**TASK DESCRIPTION**
Restate the listing below word for word, omitting any images.

**DATA LINES**
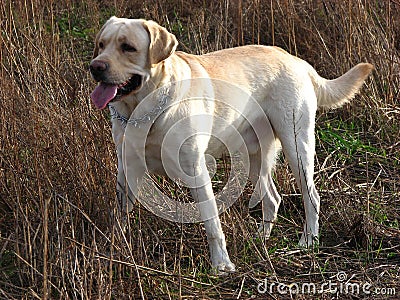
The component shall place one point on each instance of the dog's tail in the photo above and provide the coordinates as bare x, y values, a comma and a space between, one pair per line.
334, 93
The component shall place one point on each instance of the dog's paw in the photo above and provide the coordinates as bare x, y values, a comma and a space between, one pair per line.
224, 269
308, 241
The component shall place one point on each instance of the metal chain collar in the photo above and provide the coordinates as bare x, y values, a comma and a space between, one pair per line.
146, 118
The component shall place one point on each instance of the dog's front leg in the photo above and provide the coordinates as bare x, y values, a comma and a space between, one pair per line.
205, 199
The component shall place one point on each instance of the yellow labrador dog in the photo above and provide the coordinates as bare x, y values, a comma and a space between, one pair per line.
277, 108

**ANSWER TO THIS EXERCISE**
The component shall place one point on each instance of the dog's tail in the photo above and provide the coordinates as bare x, y values, a comma and a space between, one pair per line.
334, 93
The component shall place one point on each instance of the dog's paw in the photo above and provide the coordinates as bare x, y values, a comma and a space between, one pair per line.
224, 269
308, 241
The component shall place one point on each instance of the metal chain collar in the photo above and provide the coordinates as bare x, y values, a comma and a space between, one pair per line.
146, 118
The component shall place one point on each instance of the dog's front leg in the photo above and provide the coordinates as bare x, y values, a comma and a space between, one pair per line.
205, 199
The component shall place one point on each instance of the yellow labrador dog in the photo above and provide the coordinates as bare x, y values, a comma and a space between, one pair per line.
277, 108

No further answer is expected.